[STUDY TEXT — start]

In this document you will find a short example of the analysis using cox robust extimation in MOSClip R package.
We used some of the MOSClip functions to identify modules (module analysis) describing the pathway associated with Progression Free Survival (PFS) in Ovarian Cancer.
This tutorial implies that you have already read the main tutorial and moves quite fast to the point.
First of all, we load the necessary libraries.
library(org.Hs.eg.db)
library(pheatmap)
library(RColorBrewer)
library(EDASeq)
library(graphite)
library(houseOfClipUtility)
library(MOSClip)You should already have the TCGA dataset. Otherwise download it from example datasets.
The provided dataset includes matrices, genes per patients, of methylation status, somatic mutations, CNVs, and transcript expression levels of the TCGA ovarian cancer samples.
Move the downloaded file inside a directory called downloadTCGA in your working directory.

[STUDY TEXT — finish]
[EXTRACTED DATA — start]

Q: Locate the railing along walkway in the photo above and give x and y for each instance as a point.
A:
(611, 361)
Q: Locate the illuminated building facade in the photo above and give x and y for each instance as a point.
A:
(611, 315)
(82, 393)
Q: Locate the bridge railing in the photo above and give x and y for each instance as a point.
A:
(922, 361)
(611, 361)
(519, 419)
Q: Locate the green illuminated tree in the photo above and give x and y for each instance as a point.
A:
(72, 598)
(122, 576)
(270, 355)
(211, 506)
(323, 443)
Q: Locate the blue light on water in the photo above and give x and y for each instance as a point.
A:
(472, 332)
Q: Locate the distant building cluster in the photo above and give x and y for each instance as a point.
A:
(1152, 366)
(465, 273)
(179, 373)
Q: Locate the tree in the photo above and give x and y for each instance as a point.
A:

[EXTRACTED DATA — finish]

[TASK 1] Translate this sentence from the MOSClip tutorial into French: "We used some of the MOSClip functions to identify modules (module analysis) describing the pathway associated with Progression Free Survival (PFS) in Ovarian Cancer."
[TASK 2] Reproduce the MOSClip tutorial from "We used some" up to and including "the necessary libraries.", swapping "tutorial" for "guide".
[TASK 3] Write the next part of the MOSClip tutorial, picking up after its last sentence.

[TASK OUTPUT 1] Nous avons utilisé certaines des fonctions de MOSClip pour identifier des modules (analyse de modules) décrivant la voie associée à la survie sans progression (PFS) dans le cancer de l'ovaire.

[TASK OUTPUT 2]
We used some of the MOSClip functions to identify modules (module analysis) describing the pathway associated with Progression Free Survival (PFS) in Ovarian Cancer.
This guide implies that you have already read the main guide and moves quite fast to the point.
First of all, we load the necessary libraries.

[TASK OUTPUT 3]
Now, we can load the preprocessed data.
load("downloadTCGA/TCGA-OV-hg38-preprocessed-externalSurv.RData")We create a directory to store the data results, checking if the directory already exists.
dirname = "MOSresults"
if (!file.exists(dirname)) {
dir.create(dirname)
}We move pretty fast to prepare ‘fup’ (short of followup) from the table by Liu et al, Cell, 2018 and all the matrices that we need to perform the analysis (for more detail please refer to the main tutorial).
survAnnotations <- fup$pfs
expression <- rnaSeq
row.names(expression) <- paste0("ENTREZID:", row.names(expression))
mutation <- mutations$data
row.names(mutation) <- paste0("ENTREZID:", row.names(mutation))
names(metClustValues$eMap) <- paste0("ENTREZID:", row.names(metClustValues$eMap))
row.names(cnv) <- paste0("ENTREZID:", row.names(cnv))Now, we are about to intersect different datasets and annotations to select those patient samples having all the four omics profiled.
survAnnot <- na.omit(survAnnotations)
patients <- row.names(survAnnot)
patients <- intersect(patients, colnames(expression))
patients <- intersect(patients, colnames(metClustValues$MET_Cancer_Clustered))
patients <- intersect(patients, colnames(mutation))
patients <- intersect(patients, colnames(cnv))
survAnnot <- survAnnot[patients, , drop = F]
if (!file.exists("survAnnot.RData")) {
file = paste0(dirname, "/survAnnot-", as.character(Sys.Date()), ".RData")
link = "survAnnot.RData"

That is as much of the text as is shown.